INSTRUCTION = In the entries below, find the line containing "# point at: large". Copy it and all lines after it, exactly, through the end.

Dataset rows =

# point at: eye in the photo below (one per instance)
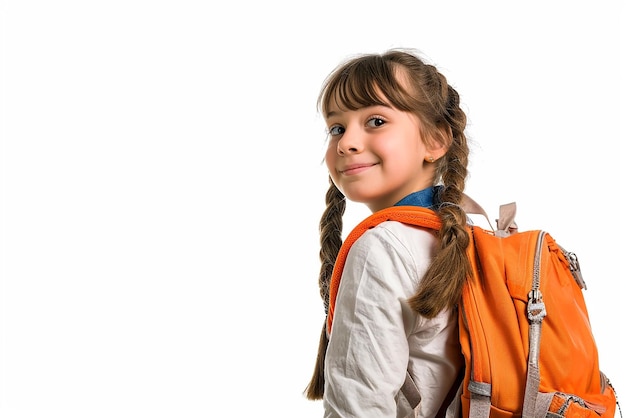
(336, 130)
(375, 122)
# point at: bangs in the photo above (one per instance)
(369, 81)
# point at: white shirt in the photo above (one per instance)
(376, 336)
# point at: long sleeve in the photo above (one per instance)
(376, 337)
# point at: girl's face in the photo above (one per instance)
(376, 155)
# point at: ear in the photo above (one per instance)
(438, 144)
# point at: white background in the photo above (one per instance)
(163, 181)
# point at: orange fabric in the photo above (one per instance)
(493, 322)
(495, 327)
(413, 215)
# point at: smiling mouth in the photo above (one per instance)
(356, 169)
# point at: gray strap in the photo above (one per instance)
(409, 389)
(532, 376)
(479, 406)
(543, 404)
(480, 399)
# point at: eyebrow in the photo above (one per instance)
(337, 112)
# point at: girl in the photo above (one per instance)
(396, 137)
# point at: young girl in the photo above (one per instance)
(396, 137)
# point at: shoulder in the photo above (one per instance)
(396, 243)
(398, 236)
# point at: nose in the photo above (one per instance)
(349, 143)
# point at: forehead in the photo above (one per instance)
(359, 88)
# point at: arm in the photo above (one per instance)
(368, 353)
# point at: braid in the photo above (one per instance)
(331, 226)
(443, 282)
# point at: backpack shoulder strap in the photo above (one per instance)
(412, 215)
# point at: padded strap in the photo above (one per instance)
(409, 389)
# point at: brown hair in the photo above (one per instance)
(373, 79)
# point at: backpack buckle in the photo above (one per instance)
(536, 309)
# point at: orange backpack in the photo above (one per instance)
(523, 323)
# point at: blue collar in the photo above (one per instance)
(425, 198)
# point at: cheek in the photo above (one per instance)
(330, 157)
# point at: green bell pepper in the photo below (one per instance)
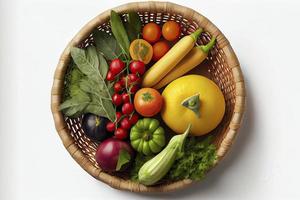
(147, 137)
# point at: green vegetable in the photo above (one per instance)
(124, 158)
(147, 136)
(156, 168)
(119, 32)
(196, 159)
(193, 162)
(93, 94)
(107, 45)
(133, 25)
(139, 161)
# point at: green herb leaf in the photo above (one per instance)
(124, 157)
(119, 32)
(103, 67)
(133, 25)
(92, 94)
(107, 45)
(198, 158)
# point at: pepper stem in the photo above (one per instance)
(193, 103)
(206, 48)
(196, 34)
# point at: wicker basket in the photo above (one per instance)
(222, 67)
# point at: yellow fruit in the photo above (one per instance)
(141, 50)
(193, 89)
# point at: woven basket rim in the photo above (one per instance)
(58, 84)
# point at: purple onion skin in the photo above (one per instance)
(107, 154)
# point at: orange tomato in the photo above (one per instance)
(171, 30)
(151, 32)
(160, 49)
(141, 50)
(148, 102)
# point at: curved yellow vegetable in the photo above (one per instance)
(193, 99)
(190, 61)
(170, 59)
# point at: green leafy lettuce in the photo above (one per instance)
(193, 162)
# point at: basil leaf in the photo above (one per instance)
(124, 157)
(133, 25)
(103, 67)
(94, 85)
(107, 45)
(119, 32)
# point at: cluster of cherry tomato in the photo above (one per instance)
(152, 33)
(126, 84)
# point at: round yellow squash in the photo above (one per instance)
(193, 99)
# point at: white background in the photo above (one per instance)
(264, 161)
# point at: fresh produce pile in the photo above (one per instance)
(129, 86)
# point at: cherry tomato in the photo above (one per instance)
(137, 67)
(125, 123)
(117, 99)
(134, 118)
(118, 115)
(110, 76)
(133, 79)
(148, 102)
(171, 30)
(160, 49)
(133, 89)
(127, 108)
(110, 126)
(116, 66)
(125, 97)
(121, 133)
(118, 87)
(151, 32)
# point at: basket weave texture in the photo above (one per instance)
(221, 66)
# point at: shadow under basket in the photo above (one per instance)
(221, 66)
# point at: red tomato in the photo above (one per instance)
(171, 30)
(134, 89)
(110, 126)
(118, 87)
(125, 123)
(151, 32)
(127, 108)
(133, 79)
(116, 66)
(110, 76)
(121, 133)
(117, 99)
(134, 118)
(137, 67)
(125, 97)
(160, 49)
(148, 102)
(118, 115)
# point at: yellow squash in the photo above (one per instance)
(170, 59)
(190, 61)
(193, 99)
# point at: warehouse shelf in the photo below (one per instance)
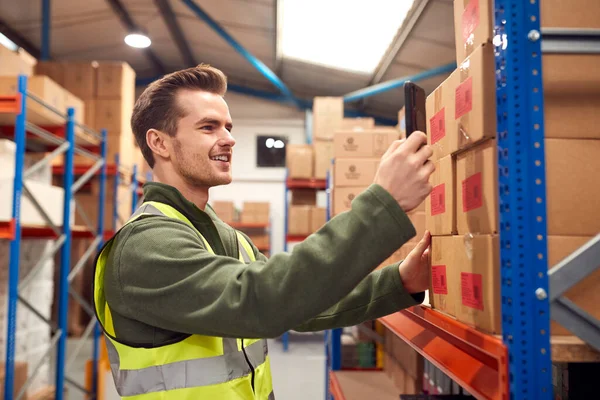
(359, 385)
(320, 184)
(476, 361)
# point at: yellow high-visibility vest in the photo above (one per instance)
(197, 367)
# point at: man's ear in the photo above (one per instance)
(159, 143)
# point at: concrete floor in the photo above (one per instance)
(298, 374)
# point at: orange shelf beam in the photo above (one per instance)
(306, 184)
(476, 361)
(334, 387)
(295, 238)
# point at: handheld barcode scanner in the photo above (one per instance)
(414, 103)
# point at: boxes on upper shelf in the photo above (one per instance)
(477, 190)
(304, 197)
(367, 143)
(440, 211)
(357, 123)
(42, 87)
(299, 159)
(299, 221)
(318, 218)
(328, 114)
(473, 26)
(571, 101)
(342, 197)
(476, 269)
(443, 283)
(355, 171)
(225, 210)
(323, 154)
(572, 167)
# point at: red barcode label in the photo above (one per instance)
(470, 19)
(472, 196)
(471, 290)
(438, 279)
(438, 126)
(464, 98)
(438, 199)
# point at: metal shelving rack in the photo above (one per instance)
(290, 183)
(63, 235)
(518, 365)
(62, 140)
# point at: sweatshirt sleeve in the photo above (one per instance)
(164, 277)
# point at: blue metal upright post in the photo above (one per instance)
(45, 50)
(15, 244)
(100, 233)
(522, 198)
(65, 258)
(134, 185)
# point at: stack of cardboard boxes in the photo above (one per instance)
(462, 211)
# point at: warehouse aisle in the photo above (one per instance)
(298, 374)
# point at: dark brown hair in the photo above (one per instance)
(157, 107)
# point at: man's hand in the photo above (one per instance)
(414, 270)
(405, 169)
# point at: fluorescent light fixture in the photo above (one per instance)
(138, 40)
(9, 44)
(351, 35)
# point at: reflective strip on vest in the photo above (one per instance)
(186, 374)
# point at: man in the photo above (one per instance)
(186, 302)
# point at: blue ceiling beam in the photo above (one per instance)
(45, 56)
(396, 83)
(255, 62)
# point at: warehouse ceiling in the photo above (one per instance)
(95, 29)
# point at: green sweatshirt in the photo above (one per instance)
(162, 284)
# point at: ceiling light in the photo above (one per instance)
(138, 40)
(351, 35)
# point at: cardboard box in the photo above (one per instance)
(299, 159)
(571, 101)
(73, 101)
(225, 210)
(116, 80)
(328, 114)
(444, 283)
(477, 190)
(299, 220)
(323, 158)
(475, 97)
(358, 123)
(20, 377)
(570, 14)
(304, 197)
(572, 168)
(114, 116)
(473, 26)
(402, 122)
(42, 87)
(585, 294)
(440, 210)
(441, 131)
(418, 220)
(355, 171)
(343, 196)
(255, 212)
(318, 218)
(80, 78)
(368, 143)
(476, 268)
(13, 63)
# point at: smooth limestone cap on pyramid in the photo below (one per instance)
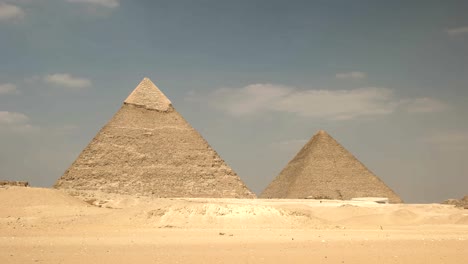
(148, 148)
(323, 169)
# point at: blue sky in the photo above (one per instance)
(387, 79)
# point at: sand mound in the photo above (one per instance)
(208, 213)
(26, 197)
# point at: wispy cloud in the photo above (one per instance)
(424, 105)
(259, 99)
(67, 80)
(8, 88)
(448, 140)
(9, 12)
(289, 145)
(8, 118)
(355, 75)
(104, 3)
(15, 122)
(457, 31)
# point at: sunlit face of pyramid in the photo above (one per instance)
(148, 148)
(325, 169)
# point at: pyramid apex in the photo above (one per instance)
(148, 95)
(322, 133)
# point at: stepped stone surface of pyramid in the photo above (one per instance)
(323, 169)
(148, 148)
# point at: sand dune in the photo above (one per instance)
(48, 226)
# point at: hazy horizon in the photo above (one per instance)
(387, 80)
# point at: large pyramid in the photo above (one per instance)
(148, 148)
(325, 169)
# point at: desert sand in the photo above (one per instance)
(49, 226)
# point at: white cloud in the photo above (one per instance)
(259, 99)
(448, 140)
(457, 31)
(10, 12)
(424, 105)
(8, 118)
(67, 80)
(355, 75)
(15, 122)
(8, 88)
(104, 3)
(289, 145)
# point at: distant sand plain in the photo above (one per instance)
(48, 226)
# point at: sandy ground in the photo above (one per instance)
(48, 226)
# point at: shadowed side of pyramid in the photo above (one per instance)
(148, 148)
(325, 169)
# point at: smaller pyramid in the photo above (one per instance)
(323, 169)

FINISHED ANSWER =
# point at: large pyramid in the photo above (one per instance)
(148, 148)
(325, 169)
# point at: desert sand in the photo above (one per instance)
(49, 226)
# point at: white cloud in the photo above (one per instance)
(259, 99)
(448, 140)
(457, 31)
(10, 12)
(424, 105)
(8, 118)
(67, 80)
(355, 75)
(15, 122)
(8, 88)
(104, 3)
(289, 145)
# point at: distant sand plain in the photo above (one per instance)
(48, 226)
# point at: sandy ground in the photo above (one per instance)
(48, 226)
# point at: shadowed side of pyramid in the photo above (one per instance)
(148, 148)
(325, 169)
# point at: smaller pyramid in the photo above (one per instance)
(323, 169)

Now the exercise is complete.